:: What you have to do ::
Without reproducing any picture, copy the records word for word.

:: Records supplied ::
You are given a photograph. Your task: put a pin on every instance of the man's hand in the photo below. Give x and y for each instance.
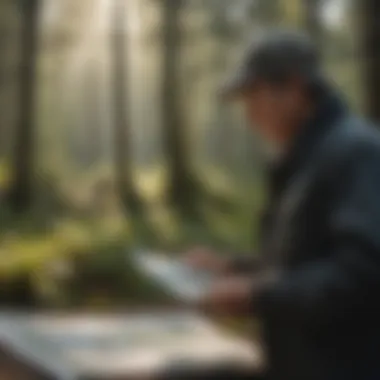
(206, 259)
(231, 296)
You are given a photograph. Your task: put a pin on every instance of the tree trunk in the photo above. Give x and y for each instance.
(181, 181)
(370, 29)
(122, 133)
(313, 22)
(20, 197)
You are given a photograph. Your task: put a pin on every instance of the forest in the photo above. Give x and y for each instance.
(112, 137)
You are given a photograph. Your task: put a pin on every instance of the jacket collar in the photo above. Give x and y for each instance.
(329, 108)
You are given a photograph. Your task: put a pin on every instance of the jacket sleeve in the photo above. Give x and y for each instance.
(347, 279)
(244, 264)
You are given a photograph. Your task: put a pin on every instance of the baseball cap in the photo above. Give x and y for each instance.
(275, 57)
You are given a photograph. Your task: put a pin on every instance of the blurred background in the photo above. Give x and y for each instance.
(112, 136)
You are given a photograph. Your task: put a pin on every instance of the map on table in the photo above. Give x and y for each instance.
(178, 279)
(104, 347)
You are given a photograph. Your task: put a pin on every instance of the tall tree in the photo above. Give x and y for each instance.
(181, 181)
(369, 15)
(20, 196)
(122, 131)
(313, 19)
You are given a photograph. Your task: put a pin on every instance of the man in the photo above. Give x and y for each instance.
(317, 289)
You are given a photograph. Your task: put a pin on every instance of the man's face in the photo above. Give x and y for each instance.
(272, 110)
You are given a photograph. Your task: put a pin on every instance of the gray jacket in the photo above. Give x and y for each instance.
(321, 318)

:: Solution for this exercise ::
You are given a photograph. Your task: put a pin on every instance of the man's hand in the photo below. Give x and y for each instance.
(206, 259)
(231, 296)
You are given a photograph. Your task: put a pin on every instance of the tree trunk in the photo above. Give x and y for each instance.
(181, 181)
(370, 29)
(122, 133)
(313, 22)
(20, 197)
You are given a photograph. Your task: put a pin on every instance of the forest in the photo above. Give x and y for each instance.
(112, 137)
You are given a photograph. Your task: put a pin on every instance of the jacket collar in the photo above. Give x and y for each instance.
(329, 108)
You are given a photograph. Your task: put a pin on every instance of the jacket sleeve in the photo above. Give x and y for each instance.
(347, 279)
(244, 264)
You are given a photograph. Your task: put a pin on every instance of the baseball cap in the photo above. Give x and y for each instance.
(275, 57)
You are given a photograph. Your task: put a pin on every instance of the blurred background in the photo above. Give x and y for each instance.
(112, 136)
You are given a photograph. Your task: put a pin on every instance of the map on table in the photo above. Give x and y for each instance.
(178, 279)
(104, 347)
You are given a photograph. Your task: put a pin on every instance of the tall tree in the photo above. Give x and y for each instance.
(181, 181)
(369, 15)
(20, 196)
(122, 131)
(313, 19)
You are given a photograph. Your task: put a pin on every instance of the man in the photo above. Give x and y for each instance.
(317, 289)
You are given a photograph. Your task: put a pin on every instance of the man's face in the photo above. Give x and y for each instance.
(272, 110)
You are given a photograph. Your task: put a pin on every instance of the gray jacket in the photo above. Give x and y for each instance.
(321, 318)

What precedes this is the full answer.